Tekst źródłowy >>

####################

Koszty zakupu praw do transmisji meczów rosną z roku na rok. Trudno dziwić się firmom, że coraz częściej oglądają wielokrotnie pieniądze z każdej strony zanim je wydadzą na ten cel. Wśród klientów NC+ zawrzało, kiedy firma poinformowała, że nie udało się jej zakupić praw do emisji meczów Primera Division. W szczególności ubolewają kibice dwóch najlepszych drużyn ligi jak i świata – FC Barcelony i Realu Madryt. Na profilach Facebookowych nc+ i CANAL+ niemal każdy wpis, nawet nie związany z piłką nożną kwitowany jest „soczystymi” uwagami wobec działania platformy.
Po niezbyt przychylnym przyjęciu przez klientów decyzji o braku w portfolio firmy meczów La Liga, nc+ wydało oświadczenie. "Platforma nc+ zapewnia swoim widzom szeroki dostęp do transmisji z największych wydarzeń sportowych na świecie w ramach bogatej i zróżnicowanej oferty. Dbając o naszych abonentów i biorąc pod uwagę wydarzenia cieszące się największym zainteresowaniem widzów, pozyskaliśmy na 3 kolejne sezony na wyłączność rozgrywki UEFA Champions League, a w ostatnim czasie również na 4 lata prawa do transmisji polskiej Ekstraklasy. Ekskluzywnie na platformie nc+ kibice mogą oglądać także transmisje jednej z najsilniejszych piłkarskich lig w Europie - angielskiej Barclays Premier League, najlepszej żużlowej ligi świata - PGE Ekstraligi czy prestiżowego cyklu Speedway Grand Prix. Oprócz najlepszych rozgrywek piłkarskich i wydarzeń na torach żużlowych, na antenach nc+ można oglądać m.in. koszykówkę, tenis, rugby, boks, MMA, golf czy żeglarstwo. Dowiedzieliśmy się, że prawa do ligi hiszpańskiej (La Liga) nabyła agencja praw sportowych, która - z tego co nam wiadomo - nie ma w planach uruchomienia własnych kanałów w Polsce. W dalszym ciągu pracujemy nad umożliwieniem oglądania tych rozgrywek bezpośrednio lub pośrednio, nie mając na tę chwilę gwarancji czy to się uda. Możemy zapewnić jednak kibiców, że wszystkie mecze Realu i Barcelony będą mogli oglądać w rozgrywkach UEFA Champions League, które będą od tego sezonu pokazywane ekskluzywnie w kanałach nc+ oraz dostępne bezpłatnie dla abonentów nc+ posiadających CANAL+ SPORT w aplikacji CANAL+ SPORT Online".

####################

Dostarczone dane >>
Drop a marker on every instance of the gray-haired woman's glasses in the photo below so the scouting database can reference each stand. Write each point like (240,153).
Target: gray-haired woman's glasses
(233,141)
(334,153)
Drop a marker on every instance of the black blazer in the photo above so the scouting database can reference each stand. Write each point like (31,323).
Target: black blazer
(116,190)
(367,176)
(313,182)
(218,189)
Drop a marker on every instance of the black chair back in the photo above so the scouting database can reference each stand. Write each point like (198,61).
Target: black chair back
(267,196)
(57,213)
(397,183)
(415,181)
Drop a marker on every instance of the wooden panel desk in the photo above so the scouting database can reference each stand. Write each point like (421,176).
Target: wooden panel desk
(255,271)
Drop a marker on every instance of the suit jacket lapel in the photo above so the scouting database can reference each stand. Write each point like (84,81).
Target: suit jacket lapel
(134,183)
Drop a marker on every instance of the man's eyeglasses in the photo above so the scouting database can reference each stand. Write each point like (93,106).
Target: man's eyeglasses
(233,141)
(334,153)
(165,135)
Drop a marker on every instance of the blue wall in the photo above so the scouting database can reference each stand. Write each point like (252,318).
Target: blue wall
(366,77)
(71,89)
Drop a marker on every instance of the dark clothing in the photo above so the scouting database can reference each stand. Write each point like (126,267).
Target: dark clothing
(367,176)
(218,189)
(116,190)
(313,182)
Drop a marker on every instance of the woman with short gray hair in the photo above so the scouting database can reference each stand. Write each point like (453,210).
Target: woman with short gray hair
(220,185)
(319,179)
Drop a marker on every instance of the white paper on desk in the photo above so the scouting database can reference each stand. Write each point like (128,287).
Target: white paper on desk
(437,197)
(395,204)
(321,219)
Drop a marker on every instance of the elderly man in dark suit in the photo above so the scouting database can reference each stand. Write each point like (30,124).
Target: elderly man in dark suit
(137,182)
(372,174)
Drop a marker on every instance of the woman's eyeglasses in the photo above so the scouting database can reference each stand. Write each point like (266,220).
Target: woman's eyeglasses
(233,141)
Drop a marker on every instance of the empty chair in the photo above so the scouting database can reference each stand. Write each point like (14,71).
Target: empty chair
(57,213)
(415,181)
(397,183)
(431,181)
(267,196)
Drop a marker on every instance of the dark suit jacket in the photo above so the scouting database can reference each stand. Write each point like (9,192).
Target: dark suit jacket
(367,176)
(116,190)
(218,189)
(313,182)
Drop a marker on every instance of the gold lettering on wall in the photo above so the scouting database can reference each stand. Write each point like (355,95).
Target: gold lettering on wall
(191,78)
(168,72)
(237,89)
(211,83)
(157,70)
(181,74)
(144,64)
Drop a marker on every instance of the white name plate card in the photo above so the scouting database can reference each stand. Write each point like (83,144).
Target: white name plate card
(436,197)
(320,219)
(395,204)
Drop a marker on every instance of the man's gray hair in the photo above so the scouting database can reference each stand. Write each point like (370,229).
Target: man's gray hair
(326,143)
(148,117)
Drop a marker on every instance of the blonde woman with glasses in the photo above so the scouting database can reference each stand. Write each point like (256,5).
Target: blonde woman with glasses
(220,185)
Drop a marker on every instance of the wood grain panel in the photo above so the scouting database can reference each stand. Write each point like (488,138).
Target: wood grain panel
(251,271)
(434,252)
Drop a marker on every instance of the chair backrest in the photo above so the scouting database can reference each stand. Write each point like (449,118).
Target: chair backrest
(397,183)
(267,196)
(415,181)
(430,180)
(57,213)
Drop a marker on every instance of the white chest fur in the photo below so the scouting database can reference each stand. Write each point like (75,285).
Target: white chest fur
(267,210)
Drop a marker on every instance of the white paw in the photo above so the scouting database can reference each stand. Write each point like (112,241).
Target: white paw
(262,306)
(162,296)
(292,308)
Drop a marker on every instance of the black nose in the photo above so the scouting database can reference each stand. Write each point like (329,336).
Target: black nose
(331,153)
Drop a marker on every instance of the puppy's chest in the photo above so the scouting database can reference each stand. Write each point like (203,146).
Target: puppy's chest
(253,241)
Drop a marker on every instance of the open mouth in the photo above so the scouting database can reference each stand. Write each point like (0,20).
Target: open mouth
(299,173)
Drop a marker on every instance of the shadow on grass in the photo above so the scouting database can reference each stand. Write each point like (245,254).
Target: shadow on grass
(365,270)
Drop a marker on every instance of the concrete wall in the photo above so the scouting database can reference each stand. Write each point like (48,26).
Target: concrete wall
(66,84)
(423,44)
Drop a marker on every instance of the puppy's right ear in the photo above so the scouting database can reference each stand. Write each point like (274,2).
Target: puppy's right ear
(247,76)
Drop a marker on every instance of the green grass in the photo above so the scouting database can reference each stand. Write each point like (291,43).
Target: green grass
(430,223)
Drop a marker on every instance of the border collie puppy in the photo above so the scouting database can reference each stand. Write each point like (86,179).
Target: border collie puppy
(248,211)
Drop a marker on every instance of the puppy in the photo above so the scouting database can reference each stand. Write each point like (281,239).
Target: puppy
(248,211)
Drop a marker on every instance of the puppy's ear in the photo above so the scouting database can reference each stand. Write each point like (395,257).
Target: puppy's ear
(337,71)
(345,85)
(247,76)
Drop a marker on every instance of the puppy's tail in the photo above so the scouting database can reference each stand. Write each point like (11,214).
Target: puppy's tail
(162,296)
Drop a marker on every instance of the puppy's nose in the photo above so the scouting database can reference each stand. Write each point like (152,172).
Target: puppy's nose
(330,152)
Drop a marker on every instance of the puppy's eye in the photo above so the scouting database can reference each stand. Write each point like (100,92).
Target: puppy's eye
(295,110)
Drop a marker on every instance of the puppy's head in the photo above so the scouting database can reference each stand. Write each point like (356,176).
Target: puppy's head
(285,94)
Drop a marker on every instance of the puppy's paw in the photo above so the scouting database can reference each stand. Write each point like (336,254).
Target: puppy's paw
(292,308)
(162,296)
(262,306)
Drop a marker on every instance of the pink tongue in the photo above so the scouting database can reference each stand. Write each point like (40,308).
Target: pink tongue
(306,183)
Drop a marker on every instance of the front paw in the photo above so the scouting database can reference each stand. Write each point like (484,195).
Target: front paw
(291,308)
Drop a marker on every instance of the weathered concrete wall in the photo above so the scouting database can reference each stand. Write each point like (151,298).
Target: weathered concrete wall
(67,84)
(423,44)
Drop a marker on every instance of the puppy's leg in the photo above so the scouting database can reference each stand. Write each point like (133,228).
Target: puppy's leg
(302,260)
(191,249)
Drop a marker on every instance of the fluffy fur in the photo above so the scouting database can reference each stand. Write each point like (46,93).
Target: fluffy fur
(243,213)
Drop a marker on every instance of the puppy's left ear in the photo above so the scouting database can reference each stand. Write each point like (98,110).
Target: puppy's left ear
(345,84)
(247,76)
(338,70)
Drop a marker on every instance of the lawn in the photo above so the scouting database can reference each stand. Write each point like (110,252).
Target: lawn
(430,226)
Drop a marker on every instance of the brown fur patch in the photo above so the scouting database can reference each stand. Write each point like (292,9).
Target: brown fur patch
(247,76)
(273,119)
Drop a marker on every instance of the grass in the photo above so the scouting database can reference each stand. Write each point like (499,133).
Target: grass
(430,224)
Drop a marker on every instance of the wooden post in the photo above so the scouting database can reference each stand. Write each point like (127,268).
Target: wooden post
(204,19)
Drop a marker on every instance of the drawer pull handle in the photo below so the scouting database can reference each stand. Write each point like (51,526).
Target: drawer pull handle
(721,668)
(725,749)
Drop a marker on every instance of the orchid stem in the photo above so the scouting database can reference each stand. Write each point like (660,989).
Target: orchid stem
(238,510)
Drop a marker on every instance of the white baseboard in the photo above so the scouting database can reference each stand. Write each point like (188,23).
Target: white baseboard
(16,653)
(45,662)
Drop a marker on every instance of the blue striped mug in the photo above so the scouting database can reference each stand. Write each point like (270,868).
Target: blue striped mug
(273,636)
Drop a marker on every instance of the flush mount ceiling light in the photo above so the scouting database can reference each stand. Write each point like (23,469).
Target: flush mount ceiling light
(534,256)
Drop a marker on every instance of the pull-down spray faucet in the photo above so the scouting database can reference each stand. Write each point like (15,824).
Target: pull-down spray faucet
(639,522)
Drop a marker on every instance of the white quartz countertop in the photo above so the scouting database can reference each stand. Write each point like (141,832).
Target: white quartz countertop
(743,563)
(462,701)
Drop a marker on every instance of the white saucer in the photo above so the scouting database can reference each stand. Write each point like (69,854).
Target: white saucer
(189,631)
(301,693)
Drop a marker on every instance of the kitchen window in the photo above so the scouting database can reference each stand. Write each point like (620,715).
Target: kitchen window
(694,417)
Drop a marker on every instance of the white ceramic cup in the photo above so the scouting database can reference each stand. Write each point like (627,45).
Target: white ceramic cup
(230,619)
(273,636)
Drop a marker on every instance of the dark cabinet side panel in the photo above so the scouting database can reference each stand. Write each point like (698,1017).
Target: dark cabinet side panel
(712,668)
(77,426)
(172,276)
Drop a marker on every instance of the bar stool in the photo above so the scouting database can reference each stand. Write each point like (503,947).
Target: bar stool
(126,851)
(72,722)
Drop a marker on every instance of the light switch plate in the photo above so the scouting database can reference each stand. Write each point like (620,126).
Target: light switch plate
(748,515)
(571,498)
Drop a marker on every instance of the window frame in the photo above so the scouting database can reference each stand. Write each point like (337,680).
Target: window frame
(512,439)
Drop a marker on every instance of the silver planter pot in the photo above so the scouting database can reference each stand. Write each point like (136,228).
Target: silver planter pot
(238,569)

####################

Krótkie zadanie A >> Podaj bez zmian fragment tekstu o prawach do transmisji meczów La Liga, zaczynając od słów „Koszty zakupu praw” i kończąc na słowach „wobec działania platformy.”.
Krótkie zadanie B >> Odszukaj w rekordach każdy wiersz zawierający ciąg znaków „planter” i przepisz go w całości.

Rozwiązanie zadania A >>
Koszty zakupu praw do transmisji meczów rosną z roku na rok. Trudno dziwić się firmom, że coraz częściej oglądają wielokrotnie pieniądze z każdej strony zanim je wydadzą na ten cel. Wśród klientów NC+ zawrzało, kiedy firma poinformowała, że nie udało się jej zakupić praw do emisji meczów Primera Division. W szczególności ubolewają kibice dwóch najlepszych drużyn ligi jak i świata – FC Barcelony i Realu Madryt. Na profilach Facebookowych nc+ i CANAL+ niemal każdy wpis, nawet nie związany z piłką nożną kwitowany jest „soczystymi” uwagami wobec działania platformy.

Rozwiązanie zadania B >>
Drop a marker on every instance of the silver planter pot in the photo above so the scouting database can reference each stand. Write each point like (136,228).
Target: silver planter pot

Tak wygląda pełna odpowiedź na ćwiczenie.